### Task to complete
Could you give the entries back exactly as they stand, minus any pictures?

# # # # # # #

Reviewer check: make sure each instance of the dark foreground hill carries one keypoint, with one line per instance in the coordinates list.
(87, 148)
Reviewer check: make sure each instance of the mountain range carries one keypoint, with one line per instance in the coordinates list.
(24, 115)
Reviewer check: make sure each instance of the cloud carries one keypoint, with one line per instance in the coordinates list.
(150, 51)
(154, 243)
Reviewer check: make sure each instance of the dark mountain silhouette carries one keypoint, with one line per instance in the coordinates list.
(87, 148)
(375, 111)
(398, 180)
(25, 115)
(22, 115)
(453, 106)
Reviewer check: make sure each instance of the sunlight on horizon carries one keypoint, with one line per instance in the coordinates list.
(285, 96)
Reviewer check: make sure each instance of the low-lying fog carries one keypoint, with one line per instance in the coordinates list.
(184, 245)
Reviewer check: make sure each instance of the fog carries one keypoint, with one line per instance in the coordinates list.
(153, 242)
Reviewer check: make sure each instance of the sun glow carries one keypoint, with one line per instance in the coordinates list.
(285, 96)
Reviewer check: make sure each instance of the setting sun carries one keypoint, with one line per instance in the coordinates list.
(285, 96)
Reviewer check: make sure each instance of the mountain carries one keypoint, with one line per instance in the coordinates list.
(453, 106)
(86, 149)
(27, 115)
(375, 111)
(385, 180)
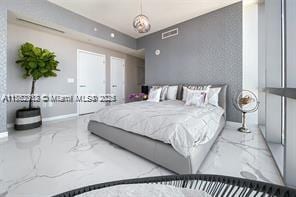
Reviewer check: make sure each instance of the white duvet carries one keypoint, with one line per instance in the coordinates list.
(172, 122)
(145, 190)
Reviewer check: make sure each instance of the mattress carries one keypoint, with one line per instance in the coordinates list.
(154, 150)
(172, 122)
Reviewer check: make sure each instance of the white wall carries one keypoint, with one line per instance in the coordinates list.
(66, 51)
(250, 52)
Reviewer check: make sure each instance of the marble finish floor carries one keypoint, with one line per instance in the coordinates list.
(64, 155)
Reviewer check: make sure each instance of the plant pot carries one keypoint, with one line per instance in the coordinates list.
(28, 119)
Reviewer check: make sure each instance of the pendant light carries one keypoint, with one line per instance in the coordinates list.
(141, 22)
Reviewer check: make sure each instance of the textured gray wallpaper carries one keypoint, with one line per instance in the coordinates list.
(3, 59)
(208, 49)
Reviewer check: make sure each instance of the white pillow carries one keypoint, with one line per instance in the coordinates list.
(164, 92)
(196, 97)
(213, 96)
(154, 95)
(172, 92)
(185, 90)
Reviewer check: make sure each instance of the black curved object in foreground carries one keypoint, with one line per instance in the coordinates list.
(214, 185)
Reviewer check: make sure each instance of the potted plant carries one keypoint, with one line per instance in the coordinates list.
(36, 63)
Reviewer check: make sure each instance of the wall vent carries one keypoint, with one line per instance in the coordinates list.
(170, 33)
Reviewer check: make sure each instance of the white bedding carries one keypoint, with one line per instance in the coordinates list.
(184, 127)
(145, 190)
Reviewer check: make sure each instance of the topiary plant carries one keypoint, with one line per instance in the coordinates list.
(36, 63)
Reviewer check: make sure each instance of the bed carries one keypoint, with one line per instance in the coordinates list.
(171, 155)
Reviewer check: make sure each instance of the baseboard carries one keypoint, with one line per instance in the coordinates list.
(3, 134)
(51, 119)
(233, 124)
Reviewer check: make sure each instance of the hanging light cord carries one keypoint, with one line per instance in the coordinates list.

# # # # # # #

### The answer
Reviewer check: make sure each instance of the dark foreground hill carries one keypoint, with one line per instance in the coordinates list.
(87, 148)
Reviewer check: make sure each instance of the mountain range carries one keypoint, with one line per instance in the coordinates list.
(24, 115)
Reviewer check: make sure each instance of the cloud carries one keypoint, with one line per instance in the coordinates list.
(150, 51)
(154, 243)
Reviewer check: make sure each instance of the dark mountain silhouette carries one keypoint, with one line per instance in the coordinates list.
(87, 148)
(375, 111)
(398, 180)
(25, 115)
(22, 115)
(453, 106)
Reviewer check: make sure each instance of the sunlight on horizon carries one keypoint, with one line per instance in the coordinates list.
(285, 96)
Reviewer check: make sure each instance of the low-lying fog carries one keypoint, with one line per instance in the coordinates list.
(184, 245)
Reviewer check: make sure each instance of the fog carries one keypoint, with one line per instance in the coordinates list.
(153, 242)
Reviewer check: make sure each instance of the sun glow carries one keypoint, with one line per instance in the coordinates list.
(285, 96)
Reviewer check: make sure each instance of the setting sun carries one keypoint, with one line per instance in the coordinates list.
(285, 96)
Reviewer check: make sure each instance of the mountain carries one keypoint, with one line per instance in the coordinates list.
(453, 106)
(86, 149)
(27, 115)
(375, 111)
(385, 180)
Reviewer check: make sure each instance of the white duvet carries one keypoint, with one line per instance in the coordinates list.
(172, 122)
(145, 190)
Reviewer check: make sure each instance of the mattress carries one keypoint, with one line per instance in the coordinates list.
(154, 150)
(172, 122)
Reviewer check: make sure each instance of the white wall carries one keypoint, with one line per instance in the coordinates list.
(66, 51)
(250, 52)
Reviewer check: make sure each instance of the marble finish floor carries one keypoint, with one line per instance in the coordinates list.
(64, 155)
Reviewer check: make sure each instance of the plant pot carries one keypoint, with one line per instance in the coordinates list.
(28, 119)
Reviewer check: make sure each instance of the pendant light carries one keypoint, with one line per instance in the coordinates list.
(141, 22)
Reviewer check: make sure each instance of the textured gray wallpaper carries one keypoint, with one line per instance in the coordinates list.
(3, 59)
(208, 49)
Reviewer check: make sure each instance of the white pillow carries one keypoint, with one line per instance in the coordinates list.
(164, 92)
(196, 97)
(213, 96)
(154, 95)
(172, 92)
(185, 90)
Reviewer check: make sure each instance of the black curved object in foreground carries one keypoint, with one line per instance in the coordinates list.
(214, 185)
Reviewer check: make sure each instance of the potted plant carries one keypoint, with one line per instance in the coordinates list.
(36, 63)
Reviewer check: make sure each instance of the wall vent carries one keypoint, with one line per instance in the coordinates list.
(170, 33)
Reviewer check: make sure each instance of the white bedding carries one keypoint, with one line per instance in the coordinates list.
(184, 127)
(145, 190)
Reviewer check: make sure each instance of the topiary plant carries one keypoint, with one line per instance in the coordinates list.
(36, 63)
Reviewer check: make sure each instance of the bed carries one keypoint, with one line per instance in the coordinates list.
(171, 155)
Reviewer check: make sure each instance of the baseboard carries one keypoint, with one line per instance in the coordinates list.
(3, 134)
(51, 119)
(233, 124)
Reviewer check: make sure each instance of the hanging light cord carries one keypoint, with one line per instance in the coordinates list.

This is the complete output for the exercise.